• _Written instruction_: Put every line of the material below into a JSON list of strings, one string per line, leaving out blank lines.

_ _ _ _ _ _ _

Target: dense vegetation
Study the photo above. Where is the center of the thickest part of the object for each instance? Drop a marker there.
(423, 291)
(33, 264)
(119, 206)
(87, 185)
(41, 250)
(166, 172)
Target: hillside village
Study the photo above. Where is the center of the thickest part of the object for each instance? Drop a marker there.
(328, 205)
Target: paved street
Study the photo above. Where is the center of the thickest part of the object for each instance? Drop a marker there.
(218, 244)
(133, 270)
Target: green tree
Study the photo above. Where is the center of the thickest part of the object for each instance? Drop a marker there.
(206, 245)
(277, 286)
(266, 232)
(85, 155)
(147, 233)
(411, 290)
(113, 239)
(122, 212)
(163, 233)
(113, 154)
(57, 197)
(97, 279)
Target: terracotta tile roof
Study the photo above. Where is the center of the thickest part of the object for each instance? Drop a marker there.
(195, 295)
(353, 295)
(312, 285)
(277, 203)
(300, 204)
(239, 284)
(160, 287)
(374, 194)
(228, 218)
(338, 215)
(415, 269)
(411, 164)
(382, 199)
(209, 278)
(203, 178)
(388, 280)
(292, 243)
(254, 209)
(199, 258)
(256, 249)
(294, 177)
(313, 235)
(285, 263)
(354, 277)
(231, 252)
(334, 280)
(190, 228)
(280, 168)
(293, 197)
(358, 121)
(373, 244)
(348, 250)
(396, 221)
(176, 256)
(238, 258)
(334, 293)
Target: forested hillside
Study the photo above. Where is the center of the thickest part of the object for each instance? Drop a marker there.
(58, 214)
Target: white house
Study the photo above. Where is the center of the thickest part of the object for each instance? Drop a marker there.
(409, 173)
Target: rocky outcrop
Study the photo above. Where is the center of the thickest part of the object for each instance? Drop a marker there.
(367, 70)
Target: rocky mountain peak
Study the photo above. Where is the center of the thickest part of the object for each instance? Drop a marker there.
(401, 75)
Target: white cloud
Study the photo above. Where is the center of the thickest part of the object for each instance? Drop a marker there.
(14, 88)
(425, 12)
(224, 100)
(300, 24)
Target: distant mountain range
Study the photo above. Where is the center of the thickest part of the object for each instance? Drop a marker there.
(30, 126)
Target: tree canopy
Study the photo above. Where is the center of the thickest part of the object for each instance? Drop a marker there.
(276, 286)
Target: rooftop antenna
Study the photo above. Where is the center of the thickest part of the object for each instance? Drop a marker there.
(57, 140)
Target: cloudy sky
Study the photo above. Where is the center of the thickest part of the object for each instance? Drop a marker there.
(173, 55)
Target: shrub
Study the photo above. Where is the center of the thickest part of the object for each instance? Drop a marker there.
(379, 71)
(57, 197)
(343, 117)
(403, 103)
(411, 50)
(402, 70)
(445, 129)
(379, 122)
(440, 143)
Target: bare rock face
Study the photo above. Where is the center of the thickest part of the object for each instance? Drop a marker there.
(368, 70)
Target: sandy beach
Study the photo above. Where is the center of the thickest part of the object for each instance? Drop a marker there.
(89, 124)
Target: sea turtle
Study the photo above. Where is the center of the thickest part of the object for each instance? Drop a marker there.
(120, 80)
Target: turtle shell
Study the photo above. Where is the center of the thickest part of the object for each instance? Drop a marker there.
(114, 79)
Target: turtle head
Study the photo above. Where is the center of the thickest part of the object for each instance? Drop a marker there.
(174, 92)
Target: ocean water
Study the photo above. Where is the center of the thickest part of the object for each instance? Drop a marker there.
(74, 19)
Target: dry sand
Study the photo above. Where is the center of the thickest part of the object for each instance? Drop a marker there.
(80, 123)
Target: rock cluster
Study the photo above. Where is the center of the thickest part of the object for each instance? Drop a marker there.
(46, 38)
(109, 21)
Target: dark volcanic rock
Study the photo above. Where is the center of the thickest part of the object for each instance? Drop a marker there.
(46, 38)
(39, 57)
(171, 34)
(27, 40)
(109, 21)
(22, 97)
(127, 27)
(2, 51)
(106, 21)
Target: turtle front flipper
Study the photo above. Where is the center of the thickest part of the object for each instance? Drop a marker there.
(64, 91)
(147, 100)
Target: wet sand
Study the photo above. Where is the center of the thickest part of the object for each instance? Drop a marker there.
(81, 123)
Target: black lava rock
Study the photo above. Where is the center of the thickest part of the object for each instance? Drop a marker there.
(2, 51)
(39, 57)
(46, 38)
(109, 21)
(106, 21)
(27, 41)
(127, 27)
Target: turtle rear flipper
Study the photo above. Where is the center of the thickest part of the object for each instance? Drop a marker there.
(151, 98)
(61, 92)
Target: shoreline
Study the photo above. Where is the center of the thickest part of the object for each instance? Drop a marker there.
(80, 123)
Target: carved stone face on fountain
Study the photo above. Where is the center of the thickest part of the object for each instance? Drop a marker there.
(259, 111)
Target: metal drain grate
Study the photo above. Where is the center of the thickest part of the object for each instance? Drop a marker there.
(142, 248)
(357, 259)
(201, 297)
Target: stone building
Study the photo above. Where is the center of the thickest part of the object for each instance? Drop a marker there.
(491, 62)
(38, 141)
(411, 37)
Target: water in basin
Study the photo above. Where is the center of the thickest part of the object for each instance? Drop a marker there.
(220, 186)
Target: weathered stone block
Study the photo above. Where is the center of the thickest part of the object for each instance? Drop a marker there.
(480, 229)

_ _ _ _ _ _ _

• _Finished answer_:
[
  "Target: dense vegetation",
  "Study the photo above. Where is the center of the thickest part of the object for each instance? Drop a marker there.",
  "(423, 291)",
  "(33, 264)",
  "(119, 206)",
  "(87, 185)",
  "(41, 250)",
  "(166, 172)",
  "Target: hillside village",
  "Study the photo above. Where is the center of the thickest part of the object for each instance? Drop a marker there.",
  "(328, 205)",
  "Target: paved street",
  "Study the photo above. Where is the center of the thickest part of the object for each instance? Drop a marker there.",
  "(218, 244)",
  "(133, 270)",
  "Target: green tree",
  "Study the photo above. Where is the center of the thickest part of the object for each instance? Drop a marker there.",
  "(206, 245)",
  "(277, 286)",
  "(266, 232)",
  "(85, 155)",
  "(147, 233)",
  "(411, 290)",
  "(113, 239)",
  "(122, 212)",
  "(163, 233)",
  "(113, 154)",
  "(57, 197)",
  "(97, 279)",
  "Target: terracotta tile roof",
  "Study the photo above. Where is the center of the thickest part of the object for each instance? Drop a marker there.",
  "(195, 295)",
  "(353, 295)",
  "(312, 285)",
  "(277, 203)",
  "(300, 204)",
  "(239, 284)",
  "(160, 287)",
  "(374, 194)",
  "(228, 218)",
  "(338, 215)",
  "(415, 269)",
  "(411, 164)",
  "(382, 199)",
  "(209, 278)",
  "(203, 178)",
  "(388, 280)",
  "(292, 243)",
  "(254, 209)",
  "(199, 258)",
  "(256, 249)",
  "(294, 177)",
  "(313, 235)",
  "(285, 263)",
  "(354, 277)",
  "(231, 252)",
  "(334, 280)",
  "(190, 228)",
  "(280, 168)",
  "(293, 197)",
  "(358, 121)",
  "(373, 244)",
  "(348, 250)",
  "(396, 221)",
  "(176, 256)",
  "(238, 258)",
  "(334, 293)",
  "Target: forested hillside",
  "Study the photo above. Where is the center of the thickest part of the object for each instance? Drop a marker there.",
  "(58, 214)",
  "Target: white house",
  "Study the photo above. Where is the center of the thickest part of the object for each instance? Drop a marker there.",
  "(409, 173)",
  "Target: rocky outcrop",
  "Study the photo above. Where is the center of the thickest part of the object for each instance? Drop a marker there.",
  "(367, 70)",
  "Target: rocky mountain peak",
  "Study the photo above. Where is the center of the thickest part of the object for each instance? Drop a marker there.",
  "(401, 75)",
  "Target: white cloud",
  "Study the photo above. Where is the center of the thickest part of the object for each instance? Drop a marker there.",
  "(14, 88)",
  "(425, 12)",
  "(224, 100)",
  "(300, 24)",
  "Target: distant mountain range",
  "Study the photo above. Where is the center of the thickest part of the object for each instance? Drop a marker there.",
  "(30, 126)",
  "Target: tree canopy",
  "Study the photo above. Where is the center of the thickest part of the object for each instance? Drop a marker there.",
  "(276, 286)",
  "Target: rooftop antenna",
  "Study the photo above. Where is the center of the thickest part of the object for each instance? Drop a marker there.",
  "(57, 140)",
  "Target: cloudy sky",
  "Study the photo above. Where is the center of the thickest part of the object for each instance? Drop a marker there.",
  "(173, 55)",
  "Target: shrub",
  "Study the photo above. Where is the center of the thickest part of the object for each instance? Drop a marker there.",
  "(379, 71)",
  "(57, 197)",
  "(343, 117)",
  "(403, 103)",
  "(411, 50)",
  "(402, 70)",
  "(445, 129)",
  "(379, 122)",
  "(440, 143)",
  "Target: bare rock face",
  "Study the photo above. Where is the center of the thickest part of the object for each instance? Drop a marker there.",
  "(368, 70)",
  "Target: sandy beach",
  "Study the photo above. Where is the center of the thickest part of the object for each instance? Drop a marker there.",
  "(89, 124)",
  "Target: sea turtle",
  "Study the photo above. Where is the center of the thickest part of the object for each instance? Drop a marker there.",
  "(120, 80)",
  "Target: turtle shell",
  "Study the photo above. Where is the center of the thickest part of the object for each instance? Drop a marker there.",
  "(114, 79)",
  "Target: turtle head",
  "Study the photo above. Where is the center of the thickest part of the object for each instance? Drop a marker there.",
  "(174, 92)",
  "Target: ocean water",
  "Study the photo above. Where is the center of the thickest part of the object for each instance? Drop a marker there.",
  "(74, 19)",
  "Target: dry sand",
  "Study the photo above. Where is the center of the thickest part of the object for each instance? Drop a marker there.",
  "(80, 123)",
  "Target: rock cluster",
  "Study the photo above. Where is the center of the thickest part of the object for each instance? Drop a marker there.",
  "(46, 38)",
  "(109, 21)",
  "Target: dark volcanic rock",
  "Study the photo above. Where is the center of the thickest part of the object for each instance? Drop a marker there.",
  "(46, 38)",
  "(39, 57)",
  "(171, 34)",
  "(27, 40)",
  "(109, 21)",
  "(22, 97)",
  "(127, 27)",
  "(2, 51)",
  "(106, 21)",
  "Target: turtle front flipper",
  "Study the photo above. Where is the center of the thickest part of the object for each instance? Drop a marker there.",
  "(64, 91)",
  "(147, 100)",
  "Target: wet sand",
  "Study the photo above. Where is the center of the thickest part of the object for each instance? Drop a marker there.",
  "(81, 123)",
  "Target: black lava rock",
  "Study the photo above. Where is the center of the thickest part of the object for each instance? Drop a marker there.",
  "(2, 51)",
  "(39, 57)",
  "(46, 38)",
  "(109, 21)",
  "(106, 21)",
  "(27, 41)",
  "(127, 27)",
  "Target: turtle rear flipper",
  "Study the photo above. Where is the center of the thickest part of the object for each instance? Drop a marker there.",
  "(151, 98)",
  "(61, 92)",
  "Target: shoreline",
  "Study the photo above. Where is the center of the thickest part of the object for each instance? Drop a marker there.",
  "(80, 123)",
  "Target: carved stone face on fountain",
  "Study the photo above. Where is the center of the thickest part of the object for each instance? Drop a marker there.",
  "(259, 111)",
  "Target: metal drain grate",
  "Study the photo above. Where is the center of the thickest part of the object for each instance? Drop a marker there.",
  "(142, 248)",
  "(357, 259)",
  "(201, 297)",
  "Target: stone building",
  "Study the photo above. Where is the center of the thickest part of the object for each instance? Drop a marker there.",
  "(491, 62)",
  "(38, 141)",
  "(411, 37)",
  "Target: water in basin",
  "Study the photo above. Where is the center of the thickest part of the object for each instance? Drop a marker there.",
  "(220, 186)",
  "Target: weathered stone block",
  "Study the photo above. Where is the center of the thickest part of the object for each instance? Drop a marker there.",
  "(480, 229)"
]